Translation: "How shameful! Lebanon is for everyone! Such ridiculous logic to speak of regional origins! According to this logic, we should ask why isn't Ziad Aswad in Jezzine?"
The video prompted strong reactions across social media, with many commentators expressing their fear of growing hostility against people from protests-stricken areas around the country, a sentiment led by pro-government and pro-president politicians.
Online commentators also noted that such attacks, in addition to its impact on individuals, can cause greater damage to national unity, as it incites religious and sectarian prejudices, reminding the Lebanese people of 15 years of civil war over deep religious divisions.
I can tell how they think by what they are saying, as if keserwein is an independent kingdom and Tripoli a ghetto which you are not allowed to leave? unfortunately, I see a lot of racism these days, and from everyone. but what happened in the first place?— Dalila elhachem (@dalila_elhachem) February 6, 2020
Others argued that the Lebanese crisis isn’t created by religious tensions as much as political and economic ones, saying that the fight is now between multi-religious protestors against a multi-religious political regime and that their demands shouldn’t be affected by sectarian affiliations. Many activists also took the chance to call for gatherings by Lebanese from all different regions and sects in order to send a message in rejection of "divisive sentiment."

● Direction A: According to the passage, how many years of civil war are the Lebanese people reminded of?
● Direction B: Return verbatim the part of the passage that opens with the words containing "Online commentators also" and closes with "deep religious divisions.".
The listing placed after the passage is separate material.

Stored data
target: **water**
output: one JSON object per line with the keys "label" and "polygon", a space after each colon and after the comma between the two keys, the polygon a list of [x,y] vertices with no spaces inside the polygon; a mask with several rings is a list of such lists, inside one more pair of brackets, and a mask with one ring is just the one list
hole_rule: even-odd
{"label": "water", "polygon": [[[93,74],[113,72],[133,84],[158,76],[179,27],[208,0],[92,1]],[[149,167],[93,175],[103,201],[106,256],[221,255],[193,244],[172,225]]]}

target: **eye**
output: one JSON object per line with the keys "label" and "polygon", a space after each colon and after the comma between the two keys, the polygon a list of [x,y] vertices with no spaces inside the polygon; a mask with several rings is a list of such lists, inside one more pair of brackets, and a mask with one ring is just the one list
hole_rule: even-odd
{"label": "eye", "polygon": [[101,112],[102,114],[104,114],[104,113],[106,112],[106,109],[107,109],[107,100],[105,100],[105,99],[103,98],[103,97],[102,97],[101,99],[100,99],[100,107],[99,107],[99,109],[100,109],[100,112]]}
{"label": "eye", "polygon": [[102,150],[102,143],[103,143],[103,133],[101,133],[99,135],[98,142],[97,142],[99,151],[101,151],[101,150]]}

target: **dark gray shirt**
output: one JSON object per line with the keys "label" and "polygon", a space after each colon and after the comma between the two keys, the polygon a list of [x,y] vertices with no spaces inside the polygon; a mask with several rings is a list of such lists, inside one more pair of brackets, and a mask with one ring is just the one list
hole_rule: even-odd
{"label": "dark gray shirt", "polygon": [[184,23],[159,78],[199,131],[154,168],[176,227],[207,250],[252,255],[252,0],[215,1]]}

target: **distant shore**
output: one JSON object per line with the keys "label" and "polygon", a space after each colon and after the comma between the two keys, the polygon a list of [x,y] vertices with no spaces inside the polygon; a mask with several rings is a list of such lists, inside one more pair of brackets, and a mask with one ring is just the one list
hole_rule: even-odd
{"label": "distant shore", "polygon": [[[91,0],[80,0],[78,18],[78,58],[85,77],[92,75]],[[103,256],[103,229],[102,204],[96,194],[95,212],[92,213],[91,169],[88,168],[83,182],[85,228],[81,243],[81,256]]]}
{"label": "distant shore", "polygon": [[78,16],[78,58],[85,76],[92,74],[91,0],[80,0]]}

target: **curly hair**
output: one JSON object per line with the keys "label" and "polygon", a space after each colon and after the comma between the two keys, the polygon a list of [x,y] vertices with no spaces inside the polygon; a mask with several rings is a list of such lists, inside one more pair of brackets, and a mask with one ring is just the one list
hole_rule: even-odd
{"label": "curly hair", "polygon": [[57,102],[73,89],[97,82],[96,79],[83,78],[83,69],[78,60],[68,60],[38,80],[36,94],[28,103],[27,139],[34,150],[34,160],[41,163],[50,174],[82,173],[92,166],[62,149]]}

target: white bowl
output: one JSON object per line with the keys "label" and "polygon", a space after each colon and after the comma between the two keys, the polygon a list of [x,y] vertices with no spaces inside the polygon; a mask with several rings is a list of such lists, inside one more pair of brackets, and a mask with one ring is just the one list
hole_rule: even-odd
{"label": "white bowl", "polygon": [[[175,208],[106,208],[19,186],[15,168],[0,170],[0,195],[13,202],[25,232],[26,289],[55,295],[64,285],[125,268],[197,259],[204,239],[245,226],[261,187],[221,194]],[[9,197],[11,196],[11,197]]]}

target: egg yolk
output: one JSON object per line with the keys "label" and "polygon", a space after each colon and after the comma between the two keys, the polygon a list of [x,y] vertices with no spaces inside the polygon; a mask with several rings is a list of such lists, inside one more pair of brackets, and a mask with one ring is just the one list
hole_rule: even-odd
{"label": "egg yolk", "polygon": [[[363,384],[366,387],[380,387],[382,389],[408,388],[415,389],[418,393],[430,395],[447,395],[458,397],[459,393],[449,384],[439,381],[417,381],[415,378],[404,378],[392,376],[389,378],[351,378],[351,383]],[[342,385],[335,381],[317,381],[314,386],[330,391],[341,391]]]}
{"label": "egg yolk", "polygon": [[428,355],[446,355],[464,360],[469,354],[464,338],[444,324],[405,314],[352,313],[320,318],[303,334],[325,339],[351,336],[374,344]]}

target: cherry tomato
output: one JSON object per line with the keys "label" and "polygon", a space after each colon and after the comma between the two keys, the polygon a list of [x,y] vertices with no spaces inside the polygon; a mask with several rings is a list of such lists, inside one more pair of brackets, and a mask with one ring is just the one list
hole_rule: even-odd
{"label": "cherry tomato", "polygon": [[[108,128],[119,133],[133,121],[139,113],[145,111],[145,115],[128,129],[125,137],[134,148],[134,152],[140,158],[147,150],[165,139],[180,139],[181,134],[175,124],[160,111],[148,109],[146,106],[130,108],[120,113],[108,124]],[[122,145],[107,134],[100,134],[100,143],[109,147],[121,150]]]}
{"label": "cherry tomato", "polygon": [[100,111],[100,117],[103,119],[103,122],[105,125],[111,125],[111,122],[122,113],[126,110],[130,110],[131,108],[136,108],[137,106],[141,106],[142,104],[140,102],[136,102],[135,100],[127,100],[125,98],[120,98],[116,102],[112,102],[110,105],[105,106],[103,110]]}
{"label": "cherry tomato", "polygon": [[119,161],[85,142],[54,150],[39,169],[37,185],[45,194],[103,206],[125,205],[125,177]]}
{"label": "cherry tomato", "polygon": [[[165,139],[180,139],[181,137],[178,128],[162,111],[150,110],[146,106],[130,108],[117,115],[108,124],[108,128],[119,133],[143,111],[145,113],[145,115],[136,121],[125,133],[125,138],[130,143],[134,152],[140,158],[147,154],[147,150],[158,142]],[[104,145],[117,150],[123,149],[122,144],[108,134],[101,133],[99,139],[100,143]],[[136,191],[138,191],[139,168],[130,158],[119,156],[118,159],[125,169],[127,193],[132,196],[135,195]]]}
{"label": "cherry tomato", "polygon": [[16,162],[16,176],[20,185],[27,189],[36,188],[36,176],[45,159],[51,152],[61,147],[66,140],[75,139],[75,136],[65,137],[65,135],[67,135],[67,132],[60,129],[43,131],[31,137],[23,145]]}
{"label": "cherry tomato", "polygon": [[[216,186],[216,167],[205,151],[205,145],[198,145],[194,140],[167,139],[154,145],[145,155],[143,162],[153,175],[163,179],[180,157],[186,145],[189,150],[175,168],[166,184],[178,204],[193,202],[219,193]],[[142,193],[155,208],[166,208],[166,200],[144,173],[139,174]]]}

● Task output A: 15 years

● Task output B:
Online commentators also noted that such attacks, in addition to its impact on individuals, can cause greater damage to national unity, as it incites religious and sectarian prejudices, reminding the Lebanese people of 15 years of civil war over deep religious divisions.